— INSTRUCTION 1 —
Scale the stored items from the line containing "Tag every instance of the downspout" down to the end of the list: rewrite every line, requests included, with each point coordinate multiplied by 1.25 and rounded to a whole number, halves rounded up. Return only those lines.

— PAGE EXTRACT —
## begin

Prompt Corrective Action; Corporate Credit Unions; Credit Union Service Organizations; Member Business Loans

June 3, 2003

une 3, 2003

Becky Baker, Secretary of the Board
National Credit Union Administration
1775 Duke Street
Alexandria, VA 22314-3248

Re: 12 CFR Part 702,703,712, and 723: Prompt Corrective Action; Corporate Credit Unions; Credit Union Service Organizations; Member Business Loans

Dear Ms. Baker:

The Independent Community Bankers of America (ICBA)1 appreciates the opportunity to offer the following comments on the National Credit Union Administration's (NCUA) proposed amendments to its member business loan (MBL) regulation.

The NCUA Board ("Board") is proposing several amendments to its member business loan (MBL) regulation to revise and clarify certain provisions that have caused, in the words of the Board, "confusion or created unnecessary regulatory burden." These include changing certain requirements for construction and development loan equity requirements, personal guarantees by principals, and unsecured MBLs; revising and clarifying provisions regarding MBL aggregate loan limits, loan-to-value requirements, loans to credit unions and credit union service organizations (CUSOs); and simplifying and removing unnecessary provisions in the MBL regulation.

The ICBA opposes the proposed changes in the NCUA's MBL regulation as contrary to federal law, and finds nothing in the legislative history of the Credit Union Membership Access Act (CUMAA) to support these changes. Instead of making credit unions safer as the NCUA Board asserts, these changes will subject credit unions to greater lending risks and divert them from their central mission of serving the credit needs of consumers.

CUMAA's Legislative History

Contrary to the Board's assertion, there is nothing in CUMAA's legislative history to support the relaxation of the Board's rules concerning credit union business lending. When CUMAA was adopted in 1998, Congress made it clear by imposing a percentage- of-assets cap on member business loans that it wanted to curtail business lending to ensure that credit unions focus on their mission of meeting the credit needs of consumers and to minimize the risk of losses to the National Credit Union Share Insurance Fund. For instance, in the report of the Senate Committee on Banking, Housing & Urban Affairs, the Committee stated the following with regard to Section 203 of CUMAA:

[T]he Committee has imposed substantial new restrictions on commercial business lending by insured credit unions. These restrictions are intended to ensure that credit unions continue to fulfill their specified mission of meeting the credit and savings needs of consumers, especially persons of modest means, through an emphasis on consumer rather than business loans. The Committee action will prevent significant amounts of credit union resources from being allocated in the future to large commercial loans that may present additional safety and soundness concerns for credit unions, and that could potentially increase the risk of taxpayers losses through the National Credit Union Share Insurance Fund.2

The additional views of Senators Hagel, Enzi and Reed reflect the fact that many in Congress thought that the new restrictions on commercial business lending were not strict enough and that even small amounts of business lending would be risky for credit unions. Senator Hagel said:

I am concerned that, as currently written, H.R. 1151 would have unintended negative consequences for credit union members and taxpayers. The legislation is risky for credit union members who rely on their credit union for small, consumer loans because it would allow credit unions to shift their focus from consumer service to large-scale commercial lending. Congress should place limits on commercial lending by credit unions-and those limits should be real.

## end

— INSTRUCTION 2 —
Go on with the comment letter on the NCUA's proposed member business loan amendments, starting right after its final sentence.

— Stored items —
## begin

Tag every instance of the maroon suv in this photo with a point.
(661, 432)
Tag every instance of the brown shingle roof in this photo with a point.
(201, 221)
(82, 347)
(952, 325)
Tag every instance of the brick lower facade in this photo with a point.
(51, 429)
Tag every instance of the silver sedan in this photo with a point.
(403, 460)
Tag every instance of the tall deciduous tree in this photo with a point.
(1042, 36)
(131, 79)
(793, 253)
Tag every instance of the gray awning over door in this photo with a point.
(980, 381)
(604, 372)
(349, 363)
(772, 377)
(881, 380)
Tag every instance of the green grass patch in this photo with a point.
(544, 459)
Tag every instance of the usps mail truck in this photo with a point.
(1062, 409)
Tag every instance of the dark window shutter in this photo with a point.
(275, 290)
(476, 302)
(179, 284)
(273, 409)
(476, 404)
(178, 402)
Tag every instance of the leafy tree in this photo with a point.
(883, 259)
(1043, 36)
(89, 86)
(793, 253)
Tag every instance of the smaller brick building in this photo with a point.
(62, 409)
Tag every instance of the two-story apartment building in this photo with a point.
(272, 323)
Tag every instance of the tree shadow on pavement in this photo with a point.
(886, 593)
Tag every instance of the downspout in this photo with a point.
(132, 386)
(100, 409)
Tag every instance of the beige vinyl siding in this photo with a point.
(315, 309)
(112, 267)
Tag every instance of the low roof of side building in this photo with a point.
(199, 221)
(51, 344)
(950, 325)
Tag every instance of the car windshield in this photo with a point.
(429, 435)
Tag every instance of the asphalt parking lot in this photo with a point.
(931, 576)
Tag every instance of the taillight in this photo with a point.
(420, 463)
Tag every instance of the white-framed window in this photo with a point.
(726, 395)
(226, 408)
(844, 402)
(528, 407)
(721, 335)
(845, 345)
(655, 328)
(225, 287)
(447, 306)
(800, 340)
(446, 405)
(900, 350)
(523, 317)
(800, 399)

## end

— TASK RESULT 1 —
Tag every instance of the downspout in this photo with a point.
(165, 483)
(125, 511)
Tag every instance of the beige vinyl siding in this photo with a point.
(394, 386)
(140, 334)
Tag every instance of the low roof of side building in this photo with a point.
(249, 276)
(64, 430)
(1188, 406)
Tag every instance of the car windshield in this photo with a point.
(536, 544)
Tag every instance of the asphalt parking lot in this photo with a point.
(1164, 720)
Tag every instance of the taillight in this photo with a point.
(525, 579)
Tag every instance of the white-framed window in this photo with a point.
(908, 494)
(283, 510)
(1055, 503)
(660, 509)
(901, 419)
(1056, 431)
(819, 410)
(281, 359)
(559, 383)
(1000, 425)
(558, 506)
(1125, 438)
(654, 396)
(1000, 499)

— TASK RESULT 2 —
It is a generally accepted notion that commercial lending is riskier than consumer lending. It is crucial for the regulator and the public to be aware of the risk profile of the loan portfolio of each and every credit union. All loans that go for supporting commercial ventures, no matter how small these loans are, should be counted as such.3

Senator Enzi also expressed misgivings about the new restrictions in CUMAA when he said:

Commercial lending has generally been considered riskier business than consumer lending. From this notion comes the premise of restricting the amount of lending that can be used for commercial purposes. Even though H.R. 1151 limits commercial ending activity, the restriction in my belief is dubious at best.4

Senator Reed also had serious concerns with the new restrictions when he stated:

In view of these facts, I believe that commercial lending by credit unions should be limited. As such, I support provisions in H.R. 1151 that imposed an aggregate cap on commercial lending by credit unions of 12.25 percent of outstanding loans. However, I am concerned that this cap is too permissive and could have adverse safety and soundness implications in the future.5

The legislative history of CUMAA therefore expresses a clear concern that if there were no strict restrictions on commercial lending, credit unions might stray from their mission of meeting the credit needs of consumers. In addition, Congress wanted to impose these limits so that credit unions would not engage in these riskier lending activities that could put the National Credit Union Insurance Fund at risk.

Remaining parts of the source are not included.